## Requirements:
Add 88 to every bounding-box coordinate in the material from its first line through the line containing "xmin=840 ymin=315 xmax=929 ymax=400", both ends included, and write out that whole stretch again with all other text unchanged. Leave out the pictures.

Items from a dataset:
━━━━━━━━━━━━━━━━━━━━━━━━━━━━━━
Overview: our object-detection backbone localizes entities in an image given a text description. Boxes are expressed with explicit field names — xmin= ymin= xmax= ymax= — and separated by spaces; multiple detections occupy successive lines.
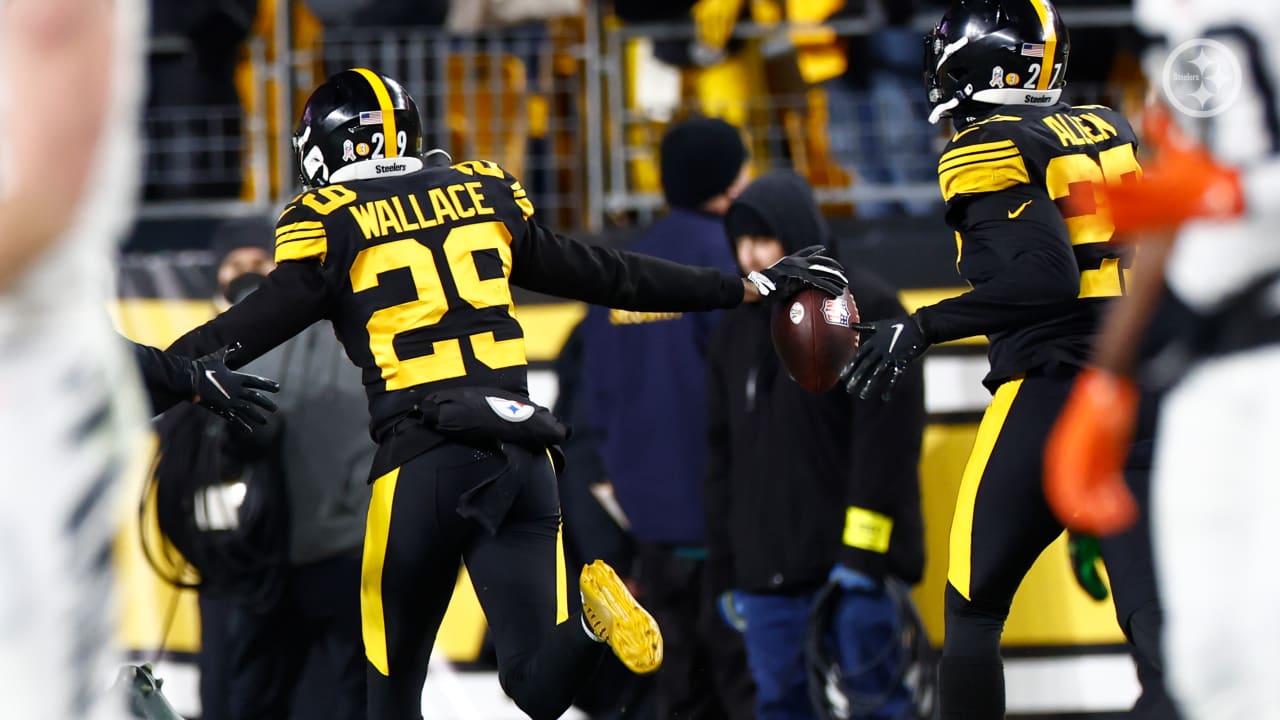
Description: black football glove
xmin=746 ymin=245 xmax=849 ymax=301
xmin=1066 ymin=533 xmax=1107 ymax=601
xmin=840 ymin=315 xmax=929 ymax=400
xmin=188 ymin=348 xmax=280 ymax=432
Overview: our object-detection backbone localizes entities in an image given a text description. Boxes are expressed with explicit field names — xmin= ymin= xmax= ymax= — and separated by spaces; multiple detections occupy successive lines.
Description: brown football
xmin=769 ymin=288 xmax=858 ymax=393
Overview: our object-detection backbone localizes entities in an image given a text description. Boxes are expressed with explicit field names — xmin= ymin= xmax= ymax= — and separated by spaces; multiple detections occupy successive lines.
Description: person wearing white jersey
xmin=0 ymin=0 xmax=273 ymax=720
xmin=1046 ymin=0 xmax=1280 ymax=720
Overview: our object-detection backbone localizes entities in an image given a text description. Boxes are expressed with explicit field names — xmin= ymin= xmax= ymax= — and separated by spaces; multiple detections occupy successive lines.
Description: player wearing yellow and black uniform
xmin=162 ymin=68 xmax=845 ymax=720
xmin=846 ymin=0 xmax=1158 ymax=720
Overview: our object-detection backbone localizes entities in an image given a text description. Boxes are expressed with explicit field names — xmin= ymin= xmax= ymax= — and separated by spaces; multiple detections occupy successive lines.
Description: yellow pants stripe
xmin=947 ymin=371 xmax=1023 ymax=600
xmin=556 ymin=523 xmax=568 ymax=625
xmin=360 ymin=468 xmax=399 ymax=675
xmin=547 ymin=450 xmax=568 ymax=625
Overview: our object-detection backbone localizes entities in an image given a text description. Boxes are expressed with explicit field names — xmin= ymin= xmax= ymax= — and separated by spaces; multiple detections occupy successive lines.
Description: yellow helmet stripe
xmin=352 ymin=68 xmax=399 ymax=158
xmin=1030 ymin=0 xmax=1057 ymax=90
━━━━━━━━━━━━━━━━━━━━━━━━━━━━━━
## Solution to this task:
Overview: our object-detection backbone localizes entities in an image given a text description. Boxes are expressed with explicit field names — xmin= ymin= xmax= ymax= — and separated by spaces; multiple detections occupy successive lines.
Description: black football glove
xmin=834 ymin=333 xmax=937 ymax=389
xmin=1154 ymin=621 xmax=1195 ymax=689
xmin=928 ymin=403 xmax=1017 ymax=488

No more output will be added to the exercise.